WHAT TO DO:
1. Write out the part of the CephFS post below that begins at "Today, however, with" and stops after "to behave better.".
2. Pull out every line in the rows below that contains the word "placemat", and copy each one.

PASSAGE TO READ:
┄┄┄┄┄┄┄┄┄┄┄┄┄┄┄┄┄┄┄┄

Re: CephFS unresponsive at scale (2M files,

Kevin Sumner <kevin@xxxxxxxxx> · Mon, 17 Nov 2014 16:06:44 -0800

On Nov 17, 2014, at 15:52, Sage Weil <sage@xxxxxxxxxxxx> wrote:

On Mon, 17 Nov 2014, Kevin Sumner wrote:
I?ve got a test cluster together with a ~500 OSDs and, 5 MON, and 1 MDS.  All
the OSDs also mount CephFS at /ceph.  I?ve got Graphite pointing at a space
under /ceph.  Over the weekend, I drove almost 2 million metrics, each of
which creates a ~3MB file in a hierarchical path, each sending a datapoint
into the metric file once a minute.  CephFS seemed to handle the writes ok
while I was driving load.  All files containing each metric are at paths
like this:
/ceph/whisper/sandbox/cephtest-osd0013/2/3/4/5.wsp

Today, however, with the load generator still running, reading metadata of
files (e.g. directory entries and stat(2) info) in the filesystem
(presumably MDS-managed data) seems nearly impossible, especially deeper
into the tree.  For example, in a shell cd seems to work but ls hangs,
seemingly indefinitely.  After turning off the load generator and allowing a
while for things to settle down, everything seems to behave better.

┄┄┄┄┄┄┄┄┄┄┄┄┄┄┄┄┄┄┄┄

SOURCE DATA:
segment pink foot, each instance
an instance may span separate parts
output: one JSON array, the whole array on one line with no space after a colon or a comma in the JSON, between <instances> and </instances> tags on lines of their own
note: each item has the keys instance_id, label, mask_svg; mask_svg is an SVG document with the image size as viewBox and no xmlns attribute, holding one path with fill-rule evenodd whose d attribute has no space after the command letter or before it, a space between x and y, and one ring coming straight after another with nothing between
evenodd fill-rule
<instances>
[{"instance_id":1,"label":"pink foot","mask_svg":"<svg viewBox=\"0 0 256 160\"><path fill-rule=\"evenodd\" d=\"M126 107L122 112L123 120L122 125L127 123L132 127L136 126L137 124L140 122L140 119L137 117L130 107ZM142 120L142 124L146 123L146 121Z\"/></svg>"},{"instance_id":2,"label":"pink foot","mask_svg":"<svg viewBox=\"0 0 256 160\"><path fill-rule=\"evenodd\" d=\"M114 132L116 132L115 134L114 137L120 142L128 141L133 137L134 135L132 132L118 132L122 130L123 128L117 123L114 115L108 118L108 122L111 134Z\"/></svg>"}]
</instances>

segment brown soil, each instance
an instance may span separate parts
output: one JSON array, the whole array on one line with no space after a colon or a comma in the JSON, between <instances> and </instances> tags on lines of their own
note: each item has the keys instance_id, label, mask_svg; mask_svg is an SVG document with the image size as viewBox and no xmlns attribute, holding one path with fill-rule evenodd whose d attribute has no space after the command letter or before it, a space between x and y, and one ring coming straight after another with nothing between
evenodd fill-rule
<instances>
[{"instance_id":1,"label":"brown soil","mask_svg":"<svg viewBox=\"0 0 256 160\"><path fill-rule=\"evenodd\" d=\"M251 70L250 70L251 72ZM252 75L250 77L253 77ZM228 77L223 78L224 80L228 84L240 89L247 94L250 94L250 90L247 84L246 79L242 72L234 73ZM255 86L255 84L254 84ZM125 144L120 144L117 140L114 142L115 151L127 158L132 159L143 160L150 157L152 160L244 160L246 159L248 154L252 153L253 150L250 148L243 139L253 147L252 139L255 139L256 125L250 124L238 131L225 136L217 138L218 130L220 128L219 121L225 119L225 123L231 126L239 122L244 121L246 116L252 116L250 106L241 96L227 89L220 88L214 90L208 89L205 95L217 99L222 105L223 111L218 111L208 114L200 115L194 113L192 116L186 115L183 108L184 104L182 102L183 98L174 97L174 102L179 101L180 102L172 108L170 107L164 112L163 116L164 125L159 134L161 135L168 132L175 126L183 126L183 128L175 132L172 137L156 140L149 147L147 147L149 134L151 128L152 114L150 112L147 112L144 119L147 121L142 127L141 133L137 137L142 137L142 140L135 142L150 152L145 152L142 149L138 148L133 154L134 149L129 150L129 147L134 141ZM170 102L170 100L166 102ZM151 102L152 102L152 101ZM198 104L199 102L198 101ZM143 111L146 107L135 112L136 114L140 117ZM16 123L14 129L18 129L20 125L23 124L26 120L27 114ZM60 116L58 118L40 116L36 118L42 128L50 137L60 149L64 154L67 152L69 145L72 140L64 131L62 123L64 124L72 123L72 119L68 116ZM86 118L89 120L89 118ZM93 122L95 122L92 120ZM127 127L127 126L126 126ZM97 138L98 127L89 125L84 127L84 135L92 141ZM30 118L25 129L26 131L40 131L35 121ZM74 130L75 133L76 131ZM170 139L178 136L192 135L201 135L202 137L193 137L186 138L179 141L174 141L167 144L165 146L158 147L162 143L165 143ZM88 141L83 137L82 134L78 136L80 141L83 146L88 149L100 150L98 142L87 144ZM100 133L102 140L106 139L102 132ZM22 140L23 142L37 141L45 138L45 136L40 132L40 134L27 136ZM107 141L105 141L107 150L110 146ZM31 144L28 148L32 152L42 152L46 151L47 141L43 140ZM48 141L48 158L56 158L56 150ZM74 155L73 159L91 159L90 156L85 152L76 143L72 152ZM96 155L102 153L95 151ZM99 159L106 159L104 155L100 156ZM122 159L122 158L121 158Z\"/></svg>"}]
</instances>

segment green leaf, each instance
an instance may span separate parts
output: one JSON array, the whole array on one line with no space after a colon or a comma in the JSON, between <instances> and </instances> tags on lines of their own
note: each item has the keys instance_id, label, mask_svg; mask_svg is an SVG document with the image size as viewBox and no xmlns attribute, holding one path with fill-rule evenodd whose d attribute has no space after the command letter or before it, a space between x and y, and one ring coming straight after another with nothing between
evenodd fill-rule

┄┄┄┄┄┄┄┄┄┄┄┄┄┄┄┄┄┄┄┄

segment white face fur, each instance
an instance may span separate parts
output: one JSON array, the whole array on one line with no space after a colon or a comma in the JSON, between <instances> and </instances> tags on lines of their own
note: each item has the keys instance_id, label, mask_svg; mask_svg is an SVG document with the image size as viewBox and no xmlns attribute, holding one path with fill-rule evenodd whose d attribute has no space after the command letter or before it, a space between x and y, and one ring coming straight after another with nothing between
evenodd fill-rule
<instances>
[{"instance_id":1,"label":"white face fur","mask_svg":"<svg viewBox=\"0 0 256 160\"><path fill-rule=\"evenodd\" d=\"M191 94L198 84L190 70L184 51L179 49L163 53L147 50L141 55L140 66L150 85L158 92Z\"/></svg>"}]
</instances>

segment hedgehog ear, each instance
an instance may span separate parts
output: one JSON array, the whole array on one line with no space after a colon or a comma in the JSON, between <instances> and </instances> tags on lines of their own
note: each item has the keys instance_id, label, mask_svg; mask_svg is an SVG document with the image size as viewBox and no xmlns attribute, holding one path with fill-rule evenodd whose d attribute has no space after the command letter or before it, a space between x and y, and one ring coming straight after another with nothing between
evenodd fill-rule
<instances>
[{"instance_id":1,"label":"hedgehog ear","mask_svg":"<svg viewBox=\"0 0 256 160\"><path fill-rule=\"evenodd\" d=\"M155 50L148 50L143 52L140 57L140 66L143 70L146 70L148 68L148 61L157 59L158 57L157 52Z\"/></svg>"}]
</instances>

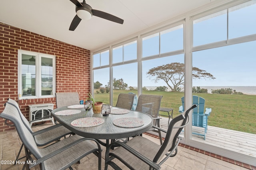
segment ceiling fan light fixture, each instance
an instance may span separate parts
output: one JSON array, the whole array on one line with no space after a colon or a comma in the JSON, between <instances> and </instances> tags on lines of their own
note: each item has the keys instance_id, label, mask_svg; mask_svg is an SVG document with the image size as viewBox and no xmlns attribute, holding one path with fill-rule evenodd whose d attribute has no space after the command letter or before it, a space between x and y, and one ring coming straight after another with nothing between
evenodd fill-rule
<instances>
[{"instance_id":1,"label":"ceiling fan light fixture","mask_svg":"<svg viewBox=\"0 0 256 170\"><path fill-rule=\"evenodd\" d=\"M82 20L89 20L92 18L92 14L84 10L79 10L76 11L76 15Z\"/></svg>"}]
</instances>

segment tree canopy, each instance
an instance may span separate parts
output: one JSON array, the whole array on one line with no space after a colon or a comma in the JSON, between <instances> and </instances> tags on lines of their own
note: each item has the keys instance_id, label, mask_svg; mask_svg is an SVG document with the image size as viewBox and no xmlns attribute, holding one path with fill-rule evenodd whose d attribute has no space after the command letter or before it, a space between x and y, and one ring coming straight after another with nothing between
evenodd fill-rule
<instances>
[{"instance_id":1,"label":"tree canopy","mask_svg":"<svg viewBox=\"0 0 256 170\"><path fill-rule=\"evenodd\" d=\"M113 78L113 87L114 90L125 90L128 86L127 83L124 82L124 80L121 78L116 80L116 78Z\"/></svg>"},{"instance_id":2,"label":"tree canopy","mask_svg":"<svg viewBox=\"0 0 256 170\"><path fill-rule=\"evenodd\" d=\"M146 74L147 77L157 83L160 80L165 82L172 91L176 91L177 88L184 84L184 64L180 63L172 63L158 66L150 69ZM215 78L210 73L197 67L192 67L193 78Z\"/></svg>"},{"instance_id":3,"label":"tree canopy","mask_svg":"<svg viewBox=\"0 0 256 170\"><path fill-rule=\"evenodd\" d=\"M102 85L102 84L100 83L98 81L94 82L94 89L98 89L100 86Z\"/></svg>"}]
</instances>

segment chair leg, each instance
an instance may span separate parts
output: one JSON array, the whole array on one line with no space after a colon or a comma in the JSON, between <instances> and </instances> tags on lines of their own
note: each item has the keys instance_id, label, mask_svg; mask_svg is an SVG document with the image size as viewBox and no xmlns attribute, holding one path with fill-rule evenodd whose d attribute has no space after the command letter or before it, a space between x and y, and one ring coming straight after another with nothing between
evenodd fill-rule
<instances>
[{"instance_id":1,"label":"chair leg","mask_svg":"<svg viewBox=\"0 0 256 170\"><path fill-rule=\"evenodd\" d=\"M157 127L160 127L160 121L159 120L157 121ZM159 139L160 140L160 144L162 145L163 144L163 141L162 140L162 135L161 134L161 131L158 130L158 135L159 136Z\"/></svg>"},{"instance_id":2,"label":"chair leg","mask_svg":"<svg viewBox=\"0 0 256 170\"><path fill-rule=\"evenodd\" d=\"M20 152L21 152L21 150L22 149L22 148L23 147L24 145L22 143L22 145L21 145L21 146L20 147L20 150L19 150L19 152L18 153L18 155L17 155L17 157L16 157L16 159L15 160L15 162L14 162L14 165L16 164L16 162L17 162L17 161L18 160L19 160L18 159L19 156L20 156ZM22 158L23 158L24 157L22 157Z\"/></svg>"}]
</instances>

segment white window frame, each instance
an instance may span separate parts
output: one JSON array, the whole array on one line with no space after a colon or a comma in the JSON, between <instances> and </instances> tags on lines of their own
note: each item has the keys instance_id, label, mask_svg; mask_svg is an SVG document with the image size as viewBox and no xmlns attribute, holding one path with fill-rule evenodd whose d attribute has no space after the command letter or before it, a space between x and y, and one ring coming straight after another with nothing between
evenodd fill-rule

┄┄┄┄┄┄┄┄┄┄┄┄┄┄┄┄┄┄┄┄

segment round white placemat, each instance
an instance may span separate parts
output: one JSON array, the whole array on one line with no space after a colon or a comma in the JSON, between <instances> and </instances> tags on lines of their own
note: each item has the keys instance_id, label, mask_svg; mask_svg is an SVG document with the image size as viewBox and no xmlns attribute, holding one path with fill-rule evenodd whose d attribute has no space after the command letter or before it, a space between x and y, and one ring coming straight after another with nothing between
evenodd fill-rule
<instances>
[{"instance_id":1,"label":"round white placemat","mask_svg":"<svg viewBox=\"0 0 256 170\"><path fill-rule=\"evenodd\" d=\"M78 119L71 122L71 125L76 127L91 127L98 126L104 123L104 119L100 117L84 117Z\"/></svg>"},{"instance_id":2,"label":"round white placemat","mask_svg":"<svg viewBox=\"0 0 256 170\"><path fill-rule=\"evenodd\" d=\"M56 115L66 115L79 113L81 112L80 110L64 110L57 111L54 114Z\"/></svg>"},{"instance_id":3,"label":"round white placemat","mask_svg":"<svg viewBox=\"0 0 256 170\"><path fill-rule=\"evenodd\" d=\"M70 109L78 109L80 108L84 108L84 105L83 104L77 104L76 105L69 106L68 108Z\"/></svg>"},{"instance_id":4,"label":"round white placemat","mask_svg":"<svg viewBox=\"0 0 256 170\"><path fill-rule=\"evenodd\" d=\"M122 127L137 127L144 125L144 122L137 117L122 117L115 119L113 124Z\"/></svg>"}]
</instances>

┄┄┄┄┄┄┄┄┄┄┄┄┄┄┄┄┄┄┄┄

ANSWER LIST:
1.
Today, however, with the load generator still running, reading metadata of
files (e.g. directory entries and stat(2) info) in the filesystem
(presumably MDS-managed data) seems nearly impossible, especially deeper
into the tree.  For example, in a shell cd seems to work but ls hangs,
seemingly indefinitely.  After turning off the load generator and allowing a
while for things to settle down, everything seems to behave better.

2.
segment round white placemat, each instance
[{"instance_id":1,"label":"round white placemat","mask_svg":"<svg viewBox=\"0 0 256 170\"><path fill-rule=\"evenodd\" d=\"M78 119L71 122L71 125L76 127L91 127L98 126L104 123L104 119L100 117L84 117Z\"/></svg>"},{"instance_id":2,"label":"round white placemat","mask_svg":"<svg viewBox=\"0 0 256 170\"><path fill-rule=\"evenodd\" d=\"M56 115L66 115L79 113L81 112L80 110L64 110L57 111L54 114Z\"/></svg>"},{"instance_id":3,"label":"round white placemat","mask_svg":"<svg viewBox=\"0 0 256 170\"><path fill-rule=\"evenodd\" d=\"M70 109L78 109L80 108L84 108L84 105L83 104L77 104L76 105L69 106L68 108Z\"/></svg>"},{"instance_id":4,"label":"round white placemat","mask_svg":"<svg viewBox=\"0 0 256 170\"><path fill-rule=\"evenodd\" d=\"M122 127L137 127L144 125L144 122L137 117L122 117L115 119L113 124Z\"/></svg>"}]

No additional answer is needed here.